** Start MATERIAL **

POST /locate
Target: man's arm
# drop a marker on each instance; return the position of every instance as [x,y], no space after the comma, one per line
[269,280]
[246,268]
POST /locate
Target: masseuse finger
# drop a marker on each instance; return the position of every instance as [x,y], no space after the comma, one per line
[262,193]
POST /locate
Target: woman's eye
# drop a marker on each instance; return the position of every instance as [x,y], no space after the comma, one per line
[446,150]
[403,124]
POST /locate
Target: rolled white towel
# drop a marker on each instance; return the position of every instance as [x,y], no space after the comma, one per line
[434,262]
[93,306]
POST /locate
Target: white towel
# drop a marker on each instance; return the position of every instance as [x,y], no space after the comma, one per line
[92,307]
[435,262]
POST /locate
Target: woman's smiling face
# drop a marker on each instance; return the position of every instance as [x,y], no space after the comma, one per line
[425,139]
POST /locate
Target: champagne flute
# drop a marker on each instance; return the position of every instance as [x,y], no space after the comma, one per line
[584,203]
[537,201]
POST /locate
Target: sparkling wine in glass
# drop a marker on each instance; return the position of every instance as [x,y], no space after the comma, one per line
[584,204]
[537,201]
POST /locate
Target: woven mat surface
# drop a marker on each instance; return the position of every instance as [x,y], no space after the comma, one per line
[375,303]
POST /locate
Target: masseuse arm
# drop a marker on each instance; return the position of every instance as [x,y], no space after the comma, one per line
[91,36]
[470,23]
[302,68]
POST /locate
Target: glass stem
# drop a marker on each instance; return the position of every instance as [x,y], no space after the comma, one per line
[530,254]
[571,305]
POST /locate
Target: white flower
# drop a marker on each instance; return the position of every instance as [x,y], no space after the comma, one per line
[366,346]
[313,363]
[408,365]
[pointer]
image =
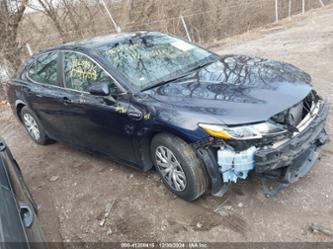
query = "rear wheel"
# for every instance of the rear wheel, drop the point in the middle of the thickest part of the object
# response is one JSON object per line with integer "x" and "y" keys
{"x": 181, "y": 170}
{"x": 33, "y": 127}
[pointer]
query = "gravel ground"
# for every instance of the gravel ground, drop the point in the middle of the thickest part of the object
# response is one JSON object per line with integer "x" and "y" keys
{"x": 75, "y": 190}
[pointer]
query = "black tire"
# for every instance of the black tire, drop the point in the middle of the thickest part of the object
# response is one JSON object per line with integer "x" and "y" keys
{"x": 192, "y": 166}
{"x": 42, "y": 139}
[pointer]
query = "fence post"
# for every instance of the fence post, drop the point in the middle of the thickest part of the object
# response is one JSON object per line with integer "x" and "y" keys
{"x": 117, "y": 28}
{"x": 186, "y": 30}
{"x": 303, "y": 7}
{"x": 276, "y": 10}
{"x": 29, "y": 49}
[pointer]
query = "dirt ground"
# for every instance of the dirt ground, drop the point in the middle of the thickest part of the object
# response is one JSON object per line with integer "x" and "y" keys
{"x": 85, "y": 197}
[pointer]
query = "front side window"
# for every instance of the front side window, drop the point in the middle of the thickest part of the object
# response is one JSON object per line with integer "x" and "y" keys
{"x": 145, "y": 60}
{"x": 80, "y": 73}
{"x": 44, "y": 69}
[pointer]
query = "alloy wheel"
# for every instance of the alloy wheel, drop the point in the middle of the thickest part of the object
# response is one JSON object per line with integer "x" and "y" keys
{"x": 170, "y": 168}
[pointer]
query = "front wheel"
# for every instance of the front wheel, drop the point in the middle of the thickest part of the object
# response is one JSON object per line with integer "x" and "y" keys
{"x": 181, "y": 170}
{"x": 33, "y": 126}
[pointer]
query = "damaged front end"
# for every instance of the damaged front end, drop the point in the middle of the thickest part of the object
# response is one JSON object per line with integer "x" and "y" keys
{"x": 280, "y": 151}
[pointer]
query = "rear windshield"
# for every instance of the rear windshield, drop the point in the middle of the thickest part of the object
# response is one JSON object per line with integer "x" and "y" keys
{"x": 145, "y": 60}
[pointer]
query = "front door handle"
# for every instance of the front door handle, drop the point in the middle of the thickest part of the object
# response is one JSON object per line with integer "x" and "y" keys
{"x": 27, "y": 215}
{"x": 66, "y": 100}
{"x": 28, "y": 91}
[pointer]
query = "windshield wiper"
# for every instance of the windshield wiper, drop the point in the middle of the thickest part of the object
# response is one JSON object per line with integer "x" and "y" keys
{"x": 178, "y": 77}
{"x": 163, "y": 82}
{"x": 202, "y": 66}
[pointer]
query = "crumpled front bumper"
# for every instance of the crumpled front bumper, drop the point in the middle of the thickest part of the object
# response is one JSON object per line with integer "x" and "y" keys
{"x": 288, "y": 162}
{"x": 294, "y": 150}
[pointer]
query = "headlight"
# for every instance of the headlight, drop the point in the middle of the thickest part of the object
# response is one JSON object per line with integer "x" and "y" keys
{"x": 243, "y": 132}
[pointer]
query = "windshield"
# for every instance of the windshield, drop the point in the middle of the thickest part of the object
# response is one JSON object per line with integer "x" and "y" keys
{"x": 145, "y": 60}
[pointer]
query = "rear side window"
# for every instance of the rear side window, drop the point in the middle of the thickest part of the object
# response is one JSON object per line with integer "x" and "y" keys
{"x": 80, "y": 73}
{"x": 44, "y": 69}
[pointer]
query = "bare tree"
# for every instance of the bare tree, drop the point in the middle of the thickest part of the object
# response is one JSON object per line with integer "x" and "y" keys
{"x": 11, "y": 13}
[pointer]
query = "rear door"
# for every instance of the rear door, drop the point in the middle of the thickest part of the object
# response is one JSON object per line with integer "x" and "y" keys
{"x": 46, "y": 96}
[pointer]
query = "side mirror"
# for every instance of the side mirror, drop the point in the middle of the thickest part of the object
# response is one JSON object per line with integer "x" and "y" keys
{"x": 101, "y": 89}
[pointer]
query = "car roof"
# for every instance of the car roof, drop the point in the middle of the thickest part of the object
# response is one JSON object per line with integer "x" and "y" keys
{"x": 91, "y": 43}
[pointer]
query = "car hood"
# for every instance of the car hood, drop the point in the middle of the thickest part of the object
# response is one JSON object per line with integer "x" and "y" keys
{"x": 237, "y": 89}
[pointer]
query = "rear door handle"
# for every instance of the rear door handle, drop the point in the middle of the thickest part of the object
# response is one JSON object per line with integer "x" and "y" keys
{"x": 67, "y": 101}
{"x": 29, "y": 91}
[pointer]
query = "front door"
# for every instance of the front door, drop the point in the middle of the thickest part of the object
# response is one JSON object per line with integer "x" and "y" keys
{"x": 98, "y": 123}
{"x": 45, "y": 96}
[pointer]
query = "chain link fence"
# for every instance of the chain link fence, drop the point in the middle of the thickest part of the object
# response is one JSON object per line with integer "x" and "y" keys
{"x": 204, "y": 21}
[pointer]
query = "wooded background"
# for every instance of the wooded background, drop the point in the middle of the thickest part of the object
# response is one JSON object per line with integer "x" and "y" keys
{"x": 44, "y": 23}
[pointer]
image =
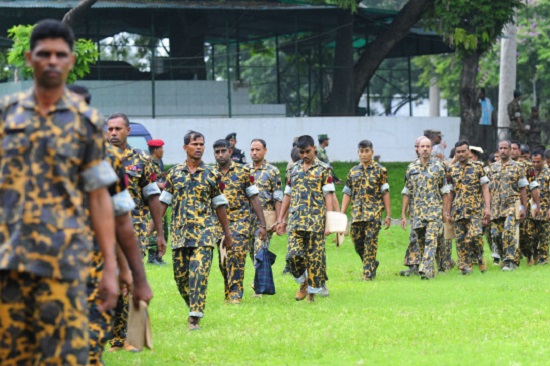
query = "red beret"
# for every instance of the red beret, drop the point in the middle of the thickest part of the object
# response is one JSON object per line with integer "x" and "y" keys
{"x": 155, "y": 143}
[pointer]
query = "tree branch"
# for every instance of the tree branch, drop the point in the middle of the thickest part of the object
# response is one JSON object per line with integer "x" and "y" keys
{"x": 72, "y": 16}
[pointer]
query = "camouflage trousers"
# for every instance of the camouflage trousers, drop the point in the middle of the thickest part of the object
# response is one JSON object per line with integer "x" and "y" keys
{"x": 365, "y": 239}
{"x": 443, "y": 253}
{"x": 427, "y": 245}
{"x": 526, "y": 240}
{"x": 412, "y": 255}
{"x": 505, "y": 233}
{"x": 255, "y": 244}
{"x": 152, "y": 239}
{"x": 490, "y": 243}
{"x": 100, "y": 324}
{"x": 468, "y": 236}
{"x": 541, "y": 234}
{"x": 140, "y": 229}
{"x": 191, "y": 270}
{"x": 43, "y": 321}
{"x": 306, "y": 258}
{"x": 120, "y": 322}
{"x": 232, "y": 268}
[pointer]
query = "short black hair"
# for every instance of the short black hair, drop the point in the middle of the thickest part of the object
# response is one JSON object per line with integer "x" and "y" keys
{"x": 363, "y": 144}
{"x": 305, "y": 141}
{"x": 515, "y": 142}
{"x": 261, "y": 141}
{"x": 538, "y": 152}
{"x": 120, "y": 115}
{"x": 192, "y": 135}
{"x": 222, "y": 143}
{"x": 462, "y": 142}
{"x": 51, "y": 28}
{"x": 81, "y": 90}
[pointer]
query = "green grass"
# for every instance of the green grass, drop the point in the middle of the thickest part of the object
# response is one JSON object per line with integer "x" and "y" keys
{"x": 494, "y": 318}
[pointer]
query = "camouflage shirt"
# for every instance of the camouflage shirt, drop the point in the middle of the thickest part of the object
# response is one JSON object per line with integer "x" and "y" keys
{"x": 307, "y": 190}
{"x": 268, "y": 180}
{"x": 425, "y": 185}
{"x": 47, "y": 166}
{"x": 158, "y": 169}
{"x": 142, "y": 180}
{"x": 239, "y": 187}
{"x": 506, "y": 181}
{"x": 543, "y": 179}
{"x": 322, "y": 155}
{"x": 467, "y": 181}
{"x": 514, "y": 111}
{"x": 192, "y": 197}
{"x": 366, "y": 188}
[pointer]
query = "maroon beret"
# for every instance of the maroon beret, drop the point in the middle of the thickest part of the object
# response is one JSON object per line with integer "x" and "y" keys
{"x": 155, "y": 143}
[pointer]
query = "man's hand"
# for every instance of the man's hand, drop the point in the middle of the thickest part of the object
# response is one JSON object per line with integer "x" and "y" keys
{"x": 281, "y": 228}
{"x": 108, "y": 288}
{"x": 262, "y": 233}
{"x": 142, "y": 291}
{"x": 161, "y": 244}
{"x": 125, "y": 281}
{"x": 227, "y": 242}
{"x": 387, "y": 223}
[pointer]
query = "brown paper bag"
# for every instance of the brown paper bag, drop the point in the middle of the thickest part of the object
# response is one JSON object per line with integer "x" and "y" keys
{"x": 448, "y": 231}
{"x": 139, "y": 326}
{"x": 270, "y": 219}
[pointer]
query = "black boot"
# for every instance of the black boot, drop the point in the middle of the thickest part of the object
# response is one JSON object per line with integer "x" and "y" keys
{"x": 152, "y": 256}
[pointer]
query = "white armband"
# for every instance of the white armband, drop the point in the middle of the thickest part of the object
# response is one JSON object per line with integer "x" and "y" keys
{"x": 328, "y": 188}
{"x": 123, "y": 203}
{"x": 252, "y": 190}
{"x": 100, "y": 175}
{"x": 150, "y": 190}
{"x": 523, "y": 182}
{"x": 219, "y": 201}
{"x": 166, "y": 197}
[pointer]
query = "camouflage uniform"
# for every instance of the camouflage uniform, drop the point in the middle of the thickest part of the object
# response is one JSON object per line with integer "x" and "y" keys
{"x": 48, "y": 164}
{"x": 192, "y": 196}
{"x": 306, "y": 222}
{"x": 239, "y": 187}
{"x": 467, "y": 211}
{"x": 541, "y": 224}
{"x": 100, "y": 323}
{"x": 366, "y": 187}
{"x": 238, "y": 156}
{"x": 158, "y": 169}
{"x": 514, "y": 111}
{"x": 141, "y": 185}
{"x": 526, "y": 226}
{"x": 425, "y": 185}
{"x": 506, "y": 182}
{"x": 268, "y": 180}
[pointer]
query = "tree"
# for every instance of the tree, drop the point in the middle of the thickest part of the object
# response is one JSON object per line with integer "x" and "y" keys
{"x": 471, "y": 27}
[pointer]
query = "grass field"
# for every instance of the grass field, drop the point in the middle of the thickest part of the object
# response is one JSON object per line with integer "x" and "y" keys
{"x": 494, "y": 318}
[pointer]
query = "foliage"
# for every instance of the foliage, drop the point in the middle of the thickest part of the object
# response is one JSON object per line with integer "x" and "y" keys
{"x": 85, "y": 51}
{"x": 471, "y": 26}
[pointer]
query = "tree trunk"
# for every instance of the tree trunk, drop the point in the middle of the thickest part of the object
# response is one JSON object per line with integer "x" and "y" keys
{"x": 341, "y": 97}
{"x": 377, "y": 51}
{"x": 72, "y": 16}
{"x": 470, "y": 109}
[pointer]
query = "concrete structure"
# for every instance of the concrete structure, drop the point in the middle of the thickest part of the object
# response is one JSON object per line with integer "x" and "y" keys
{"x": 393, "y": 137}
{"x": 177, "y": 98}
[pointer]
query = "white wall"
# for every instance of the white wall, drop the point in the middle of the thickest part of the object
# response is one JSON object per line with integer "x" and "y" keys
{"x": 393, "y": 137}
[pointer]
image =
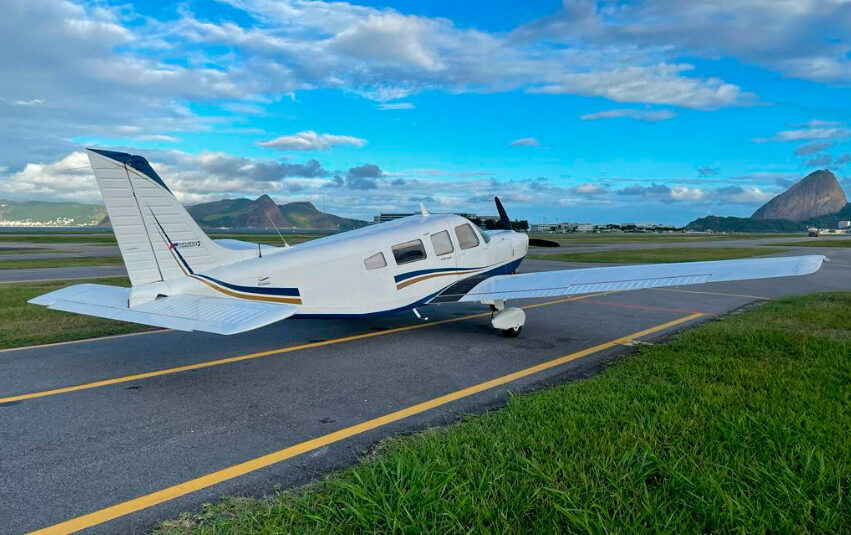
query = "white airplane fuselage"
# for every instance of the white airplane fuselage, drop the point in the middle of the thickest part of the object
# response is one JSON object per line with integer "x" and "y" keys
{"x": 329, "y": 276}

** End MATERIAL **

TASK GOAL:
Gather every line of the entries above that contains the string "side", and copy each one out.

RESULT OF THE EXERCISE:
query = "front side window"
# for every instance of the front side window, drop the point in the middle of the thickest part of the object
query = "rear side window"
# for every instance of the rear side window, drop the point in the middle of the thickest part of the object
query = "side mirror"
# for every instance of the side mirror, drop the point in the middle of the thickest part of the object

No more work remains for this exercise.